====== RECORDS ======
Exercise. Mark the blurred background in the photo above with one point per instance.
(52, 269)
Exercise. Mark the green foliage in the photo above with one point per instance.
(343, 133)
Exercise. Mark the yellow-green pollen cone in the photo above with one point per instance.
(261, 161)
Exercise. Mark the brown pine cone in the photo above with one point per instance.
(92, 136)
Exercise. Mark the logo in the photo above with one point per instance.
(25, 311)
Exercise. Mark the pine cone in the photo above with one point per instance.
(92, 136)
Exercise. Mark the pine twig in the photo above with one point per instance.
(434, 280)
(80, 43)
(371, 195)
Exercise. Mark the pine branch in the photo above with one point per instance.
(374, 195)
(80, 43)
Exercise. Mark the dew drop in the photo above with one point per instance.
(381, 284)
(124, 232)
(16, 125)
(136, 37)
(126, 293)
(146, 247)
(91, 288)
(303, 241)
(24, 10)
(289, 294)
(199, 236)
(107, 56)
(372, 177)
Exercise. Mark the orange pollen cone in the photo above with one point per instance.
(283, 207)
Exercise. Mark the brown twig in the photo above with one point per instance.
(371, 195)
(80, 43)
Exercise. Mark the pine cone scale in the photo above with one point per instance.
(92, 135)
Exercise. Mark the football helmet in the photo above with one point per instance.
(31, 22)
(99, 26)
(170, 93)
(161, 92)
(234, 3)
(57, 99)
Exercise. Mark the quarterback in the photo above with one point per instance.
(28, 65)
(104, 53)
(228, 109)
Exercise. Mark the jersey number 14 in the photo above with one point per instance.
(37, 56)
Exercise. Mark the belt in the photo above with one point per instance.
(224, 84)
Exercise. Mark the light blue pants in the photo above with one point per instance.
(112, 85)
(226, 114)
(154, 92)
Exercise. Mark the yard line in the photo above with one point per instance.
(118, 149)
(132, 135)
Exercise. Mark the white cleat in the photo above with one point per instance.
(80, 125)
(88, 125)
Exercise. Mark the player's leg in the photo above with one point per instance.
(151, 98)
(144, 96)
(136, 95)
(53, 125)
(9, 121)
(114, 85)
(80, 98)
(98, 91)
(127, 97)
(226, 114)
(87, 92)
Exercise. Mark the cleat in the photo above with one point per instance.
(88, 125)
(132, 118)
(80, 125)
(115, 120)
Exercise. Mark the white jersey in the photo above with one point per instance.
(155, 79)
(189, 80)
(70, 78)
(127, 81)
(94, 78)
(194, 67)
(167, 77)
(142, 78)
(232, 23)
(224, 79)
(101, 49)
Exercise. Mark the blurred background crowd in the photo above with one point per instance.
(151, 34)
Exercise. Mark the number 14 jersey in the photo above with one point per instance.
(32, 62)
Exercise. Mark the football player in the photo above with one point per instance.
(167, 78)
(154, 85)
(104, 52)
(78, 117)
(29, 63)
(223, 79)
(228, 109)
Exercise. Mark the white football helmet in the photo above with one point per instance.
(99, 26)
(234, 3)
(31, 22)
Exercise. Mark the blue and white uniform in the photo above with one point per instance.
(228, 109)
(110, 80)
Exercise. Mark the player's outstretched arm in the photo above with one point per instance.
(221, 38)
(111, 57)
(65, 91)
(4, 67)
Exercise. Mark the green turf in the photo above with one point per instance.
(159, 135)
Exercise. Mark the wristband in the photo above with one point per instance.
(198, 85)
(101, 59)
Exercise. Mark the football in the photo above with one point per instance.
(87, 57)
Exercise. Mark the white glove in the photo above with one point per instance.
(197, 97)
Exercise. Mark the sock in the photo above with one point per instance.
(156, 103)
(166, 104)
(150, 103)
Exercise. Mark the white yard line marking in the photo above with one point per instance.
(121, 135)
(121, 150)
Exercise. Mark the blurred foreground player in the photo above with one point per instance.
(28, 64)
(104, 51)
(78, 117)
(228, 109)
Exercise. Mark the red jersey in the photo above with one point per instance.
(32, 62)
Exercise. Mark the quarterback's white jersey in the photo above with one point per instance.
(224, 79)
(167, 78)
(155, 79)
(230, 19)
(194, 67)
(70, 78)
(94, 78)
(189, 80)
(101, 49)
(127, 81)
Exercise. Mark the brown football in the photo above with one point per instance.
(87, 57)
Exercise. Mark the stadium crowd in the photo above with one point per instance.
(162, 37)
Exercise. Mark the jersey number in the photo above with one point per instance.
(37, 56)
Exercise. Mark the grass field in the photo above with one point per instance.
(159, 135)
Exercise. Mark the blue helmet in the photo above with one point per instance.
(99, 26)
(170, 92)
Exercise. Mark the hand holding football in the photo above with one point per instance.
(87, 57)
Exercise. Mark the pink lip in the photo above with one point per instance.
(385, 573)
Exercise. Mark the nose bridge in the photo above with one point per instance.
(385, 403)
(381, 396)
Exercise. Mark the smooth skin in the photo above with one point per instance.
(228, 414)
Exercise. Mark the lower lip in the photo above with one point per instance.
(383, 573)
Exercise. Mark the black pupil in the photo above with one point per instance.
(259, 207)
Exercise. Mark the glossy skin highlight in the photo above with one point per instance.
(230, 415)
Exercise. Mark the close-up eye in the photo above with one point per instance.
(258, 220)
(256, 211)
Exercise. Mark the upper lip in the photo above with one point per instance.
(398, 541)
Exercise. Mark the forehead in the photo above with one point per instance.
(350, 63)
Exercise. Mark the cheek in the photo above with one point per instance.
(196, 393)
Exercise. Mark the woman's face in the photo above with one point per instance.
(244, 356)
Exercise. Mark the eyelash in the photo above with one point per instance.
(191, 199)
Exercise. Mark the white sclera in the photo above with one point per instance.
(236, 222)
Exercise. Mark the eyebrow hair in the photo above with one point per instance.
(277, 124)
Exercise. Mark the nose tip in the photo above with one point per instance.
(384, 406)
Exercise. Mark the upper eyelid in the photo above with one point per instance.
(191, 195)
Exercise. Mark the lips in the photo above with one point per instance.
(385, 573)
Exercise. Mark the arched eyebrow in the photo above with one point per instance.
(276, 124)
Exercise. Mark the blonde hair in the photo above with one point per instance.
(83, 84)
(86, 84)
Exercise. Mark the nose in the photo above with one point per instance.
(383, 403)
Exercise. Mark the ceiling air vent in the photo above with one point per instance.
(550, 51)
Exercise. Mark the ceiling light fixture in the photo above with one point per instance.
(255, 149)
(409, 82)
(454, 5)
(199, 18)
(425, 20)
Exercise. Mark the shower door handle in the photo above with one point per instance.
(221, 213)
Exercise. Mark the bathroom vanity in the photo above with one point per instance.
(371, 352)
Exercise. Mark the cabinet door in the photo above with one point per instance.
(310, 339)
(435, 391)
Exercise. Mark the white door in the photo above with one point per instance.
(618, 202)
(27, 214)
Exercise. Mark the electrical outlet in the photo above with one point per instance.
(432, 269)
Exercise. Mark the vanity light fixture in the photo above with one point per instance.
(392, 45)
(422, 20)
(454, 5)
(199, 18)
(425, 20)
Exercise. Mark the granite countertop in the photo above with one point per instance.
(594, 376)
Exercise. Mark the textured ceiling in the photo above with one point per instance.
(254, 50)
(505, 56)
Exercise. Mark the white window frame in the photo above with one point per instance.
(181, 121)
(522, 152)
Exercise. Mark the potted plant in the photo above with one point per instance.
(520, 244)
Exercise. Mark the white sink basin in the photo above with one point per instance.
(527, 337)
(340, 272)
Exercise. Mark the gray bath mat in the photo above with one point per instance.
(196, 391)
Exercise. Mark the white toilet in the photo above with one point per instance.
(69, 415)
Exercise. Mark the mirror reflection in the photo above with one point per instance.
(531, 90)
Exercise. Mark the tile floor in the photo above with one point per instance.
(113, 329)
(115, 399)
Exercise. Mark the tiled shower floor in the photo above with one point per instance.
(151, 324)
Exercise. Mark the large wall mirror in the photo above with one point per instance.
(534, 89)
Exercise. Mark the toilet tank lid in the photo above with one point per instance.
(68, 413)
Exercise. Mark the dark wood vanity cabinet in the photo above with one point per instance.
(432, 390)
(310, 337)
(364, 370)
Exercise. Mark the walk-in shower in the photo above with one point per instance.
======
WHAT IS NEEDED:
Present every line from the one containing "Exercise. Mark the toilet" through the end of the items as a numbered list, leaving out any blank lines.

FULL OUTPUT:
1. Exercise. Mark the toilet tank lid in the photo above with one point per instance.
2. (68, 413)
3. Exercise. Mark the dark wood vanity cabinet in the photo above with one point per instance.
4. (432, 390)
5. (310, 337)
6. (364, 370)
7. Exercise. Mark the walk-in shower in the photo above with one point per instance.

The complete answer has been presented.